> [Problem statement] Retype the whole listing below, character for character.

[Records excerpted from a collection]
------------------------------------------------------------------------

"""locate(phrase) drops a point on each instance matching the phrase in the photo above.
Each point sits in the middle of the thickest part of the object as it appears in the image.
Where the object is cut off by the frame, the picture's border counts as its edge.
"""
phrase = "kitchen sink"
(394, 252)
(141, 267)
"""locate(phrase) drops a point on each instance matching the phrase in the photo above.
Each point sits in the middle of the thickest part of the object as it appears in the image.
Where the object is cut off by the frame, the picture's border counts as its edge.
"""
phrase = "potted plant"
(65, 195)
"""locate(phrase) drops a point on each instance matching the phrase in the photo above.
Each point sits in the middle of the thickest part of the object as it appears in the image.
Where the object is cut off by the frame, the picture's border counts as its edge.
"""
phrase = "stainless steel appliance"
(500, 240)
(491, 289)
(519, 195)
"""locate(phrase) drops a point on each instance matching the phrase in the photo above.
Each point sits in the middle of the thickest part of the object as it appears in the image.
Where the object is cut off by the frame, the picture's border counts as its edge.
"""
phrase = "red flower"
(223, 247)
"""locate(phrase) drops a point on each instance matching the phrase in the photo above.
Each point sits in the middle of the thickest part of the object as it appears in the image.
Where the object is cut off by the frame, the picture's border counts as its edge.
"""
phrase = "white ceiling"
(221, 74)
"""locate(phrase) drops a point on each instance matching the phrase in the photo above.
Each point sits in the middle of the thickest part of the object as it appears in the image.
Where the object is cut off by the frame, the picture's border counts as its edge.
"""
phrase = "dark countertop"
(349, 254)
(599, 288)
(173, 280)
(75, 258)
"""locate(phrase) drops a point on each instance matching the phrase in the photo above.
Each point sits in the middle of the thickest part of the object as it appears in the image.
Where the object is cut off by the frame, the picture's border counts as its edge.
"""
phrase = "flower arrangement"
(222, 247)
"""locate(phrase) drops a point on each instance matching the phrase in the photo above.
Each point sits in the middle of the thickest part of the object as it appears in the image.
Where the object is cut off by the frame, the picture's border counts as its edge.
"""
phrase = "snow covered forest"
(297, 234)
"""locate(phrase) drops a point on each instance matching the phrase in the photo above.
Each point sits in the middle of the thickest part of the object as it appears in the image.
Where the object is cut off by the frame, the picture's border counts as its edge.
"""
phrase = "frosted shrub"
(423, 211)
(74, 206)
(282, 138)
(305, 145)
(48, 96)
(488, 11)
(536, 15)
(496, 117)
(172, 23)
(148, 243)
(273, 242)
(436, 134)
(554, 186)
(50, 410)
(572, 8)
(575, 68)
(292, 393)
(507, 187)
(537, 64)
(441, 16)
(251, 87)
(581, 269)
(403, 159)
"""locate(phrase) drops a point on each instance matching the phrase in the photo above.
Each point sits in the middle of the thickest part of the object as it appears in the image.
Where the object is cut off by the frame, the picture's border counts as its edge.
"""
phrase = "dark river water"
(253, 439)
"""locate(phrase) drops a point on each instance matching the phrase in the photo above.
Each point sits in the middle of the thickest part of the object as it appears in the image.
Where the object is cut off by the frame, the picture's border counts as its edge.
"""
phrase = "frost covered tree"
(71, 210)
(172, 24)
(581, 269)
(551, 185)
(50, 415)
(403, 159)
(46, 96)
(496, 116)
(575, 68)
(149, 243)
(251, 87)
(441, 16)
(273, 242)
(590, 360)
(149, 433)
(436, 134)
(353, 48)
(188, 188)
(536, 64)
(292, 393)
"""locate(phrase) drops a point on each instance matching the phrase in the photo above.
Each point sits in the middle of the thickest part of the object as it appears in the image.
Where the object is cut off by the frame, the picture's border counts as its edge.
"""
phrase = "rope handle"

------------------------------------------------------------------------

> [Solved exercise]
"""locate(phrase) drops a point on each instance matching the phrase in the photo above.
Each point sits in the middle of the thickest part of the object as it appears in the image.
Where the object is cut off by the frame, the picture's border counts as its edge.
"""
phrase = "kitchen sink"
(394, 252)
(141, 267)
"""locate(phrase) drops a point on each instance matching the phrase in the photo above.
Each point sits in the middle of the thickest part of the object as it appears in the image.
Where the object is cut off by the frame, the picture's border counts as its edge.
"""
phrase = "potted plant"
(65, 195)
"""locate(phrase) drops a point on each instance matching the phrase in the photo above.
Each point sits in the middle of the thickest part of the object as it appears in the image.
Where the object is cut off by the frame, the picture's border counts as its edge.
"""
phrase = "stainless steel appliance"
(500, 240)
(491, 289)
(519, 195)
"""locate(phrase) drops a point on each instance matching the phrase in the photo above.
Each point sits in the middle of the thickest part of the object as it appears in the image.
Where the object is cut off by the frame, the picture's border counts as its edge.
"""
phrase = "red flower"
(223, 247)
"""locate(phrase) drops a point on each instance matching the phrase in the photo above.
Each point sits in the middle of the thickest part of the object as it appears in the image.
Where the object is cut off by the frame, the picture's border counts as its edge.
"""
phrase = "white ceiling"
(221, 74)
"""locate(phrase) drops a point on each instance matching the phrase in the photo above.
Each point sits in the middle of the thickest part of the object as it appears in the image.
Where the object is cut off by the frame, the picture's border counts as its edge.
"""
phrase = "dark countertop"
(349, 254)
(599, 288)
(173, 280)
(75, 258)
"""locate(phrase) drops a point on each instance matching the phrase in the photo above.
Each point sits in the middle of the thickest part of the object as it appears in the image.
Where the object is cut off by the frame, the picture's border counts as its edge.
"""
phrase = "flower arrangement"
(222, 247)
"""locate(phrase) drops a point on each instance matching the phrase in the photo above.
Each point sits in the middle of the thickest part of the object as it appears in the image.
Where the object is cut off by the frame, the picture's border counts as its edge.
"""
phrase = "snow covered forest"
(297, 234)
"""locate(phrase) drops a point on each instance matching the phrase in the photo above.
Each point sits in the middle of the thickest part of the object as it appears in the image.
Where the object is cut off by the frame, the picture's border counts as its edge.
"""
phrase = "frosted shrub"
(423, 211)
(74, 206)
(282, 138)
(305, 145)
(48, 96)
(488, 11)
(536, 15)
(496, 117)
(172, 23)
(148, 243)
(273, 242)
(436, 134)
(554, 186)
(50, 410)
(572, 8)
(575, 68)
(292, 393)
(507, 187)
(537, 64)
(441, 16)
(251, 87)
(581, 269)
(403, 159)
"""locate(phrase) drops a point on each instance matching the phrase in the photo above.
Each point sits in the middle of the thickest part of the object as it appears in the image.
Where the object is cut off by the frame, the picture's border counts as its edge.
"""
phrase = "dark river water"
(253, 439)
"""locate(phrase) drops a point on each instance matching the phrase in the photo above.
Each point sits in the middle of the thickest part of the object as it appears in the image.
Where the object is cut off by the frame, the picture's border counts as its edge.
"""
phrase = "frost covered tree"
(71, 210)
(172, 24)
(581, 269)
(551, 185)
(50, 415)
(403, 159)
(46, 96)
(496, 116)
(575, 68)
(149, 243)
(251, 87)
(441, 16)
(273, 242)
(590, 360)
(149, 433)
(436, 134)
(353, 48)
(188, 188)
(536, 64)
(292, 393)
"""locate(phrase) drops a point on each instance matching the phrase in the photo above.
Each point sits in the middle of the thickest part of the object as it appears in the image.
Where the object is cut off by the frame, the picture's border counts as its edge.
"""
phrase = "rope handle"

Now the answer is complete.